» Exercise text
######
The simple fact is that right now we don't have the room to accommodate that many children, not to mention that having crying babies everywhere would put an unbearable strain on what is already a pretty dismal quality of life throughout the fleet and that would probably lead to an increase in violence... and women and children would almost certainly end up being the targets of that violence.

That means that, at least in the next couple of decades, if we manage to survive that long, we can expect to see our total numbers decline even further because for the time being a rate of one or two children per woman is a far more realistic expectation and even that is going to be pushing our resources to the breaking point but at the same time, considering those numbers, there can be no exceptions. Simply put, we have no choice but to encourage each and every woman to have at least one child if we want to maintain anything remotely resembling a healthy genetic diversity.

The problem is that there are also bound to be some women among us who under normal circumstances would have been more than a little reluctant to become mothers themselves and any attempt to impose motherhood on them would not only be unfair but it could also turn out to be a disaster. Of that Lieutenant Thrace herself is a perfect example. Yes, she is one of those precious few fertile women but, at least for the time being, she is likely to find the mere thought of having a child to be utterly terrifying though maybe --with a little luck-- someday she'll be able to overcome that fear.
######
» Questions
a) Answer these questions about the passage on the fleet's population.
(i) What rate of children per woman does the passage call a far more realistic expectation for the time being?
(ii) Who does the passage name as a perfect example of a woman who might be reluctant to become a mother?
(iii) Who does the passage say would almost certainly end up being the targets of an increase in violence?
b) List every difficulty that the first paragraph of the passage on the fleet's population connects with having that many children.
######
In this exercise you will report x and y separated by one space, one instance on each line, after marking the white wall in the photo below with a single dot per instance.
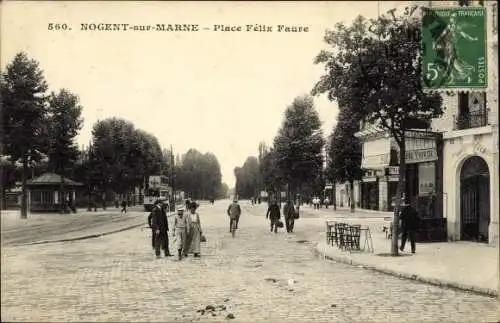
456 152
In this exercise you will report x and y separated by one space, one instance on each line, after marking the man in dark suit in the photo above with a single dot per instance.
409 225
274 214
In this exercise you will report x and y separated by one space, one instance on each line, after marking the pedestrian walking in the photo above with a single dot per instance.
273 214
196 231
327 202
289 214
409 225
180 231
189 229
153 234
234 212
159 224
124 207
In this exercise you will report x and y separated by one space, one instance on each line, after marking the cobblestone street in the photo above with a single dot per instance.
116 278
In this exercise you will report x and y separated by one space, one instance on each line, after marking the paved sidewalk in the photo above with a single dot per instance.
462 265
41 228
117 278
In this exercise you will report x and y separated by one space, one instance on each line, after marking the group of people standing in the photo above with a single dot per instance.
######
» Numbered answers
a)
(i) One or two children per woman.
(ii) Lieutenant Thrace.
(iii) Women and children.

b)
- There is not room right now to accommodate that many children.
- Crying babies everywhere would put an unbearable strain on an already dismal quality of life throughout the fleet.
- That strain would probably lead to an increase in violence.
- Women and children would almost certainly end up being the targets of that violence.